What is asked →
Answer these questions from the force measurement history text below:
(a) In what year did the Bureau publish the second edition of "Safety in the household"?
(b) Who suggested in 1915 that the government establish an entity like the Bureau?
(c) What prompted the Bureau to begin work on radio itself in 1911?

Passage to read →
•••••
History of Force Measurement in the US – Part 7

Continuing its effort to make relevant knowledge available to the public, the Bureau published a third circular in 1918, Circular 75 “Safety in the household.” So popular and enduring was the first edition, that the Bureau revised the data accordingly and published a second edition in 1932. The focus of “Safety in the household” was to bring awareness to the increasing dangers posed by household use of gas and electricity, newly developed poisons (like cleaning materials), and other safety concerns that came with the boom in invention and availability of an ever-wider range of products to the average consumer.



The combined impact of all three circulars was to leave an impression on the public that the Bureau existed to test household materials and appliances, with the whole scope of the Bureau’s work known only in technical and scientific arenas. In fact, so unaware was the general populace of the Bureau’s full work that Thomas Edison suggested that the government establish a similar entity in 1915 because he didn’t know that it already existed.



Although the Bureau was quick to see the need for its presence in electrical concerns and materials production and standardization, it was somewhat slow to adopt an interest in the field of radioactivity. In 1904, a physics professor came to the Bureau with a book entitled “Radioactivity,” but the Bureau took little interest. Following a second edition of “Radioactivity,” a Nobel Prize to its author Rutherford, and a visit in 1909 to the Bureau by Rutherford himself, the Bureau finally took notice of the future of nuclear physics.


Tangential to radiation, another kind of emanation, radio telegraphy (wireless) was also introduced. The earliest experiments in transmission of sound through radio signals had begun around 1901. Though its existence was known, use of radio was not employed in World War I and it was not really commercially developed until the 1920s. Early work on radio at the Bureau focused on its use in Navy communications as the U.S. Naval Radiotelegraphic Laboratory at the Bureau. Not long after Navy investigations were established, the Army followed suit. For several years, the Bureau housed the investigators from the armed services, before actually beginning work on radio itself in 1911, when a commercial researcher sent in his frequency meter for calibration.
•••••
Supplied data →
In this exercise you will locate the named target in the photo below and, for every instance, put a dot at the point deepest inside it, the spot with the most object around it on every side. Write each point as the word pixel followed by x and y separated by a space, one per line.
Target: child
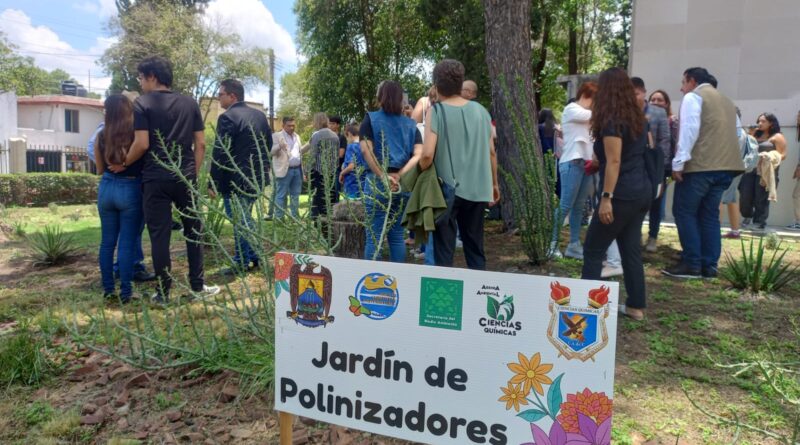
•••••
Finished answer →
(a) 1932
(b) Thomas Edison
(c) A commercial researcher sent in his frequency meter for calibration.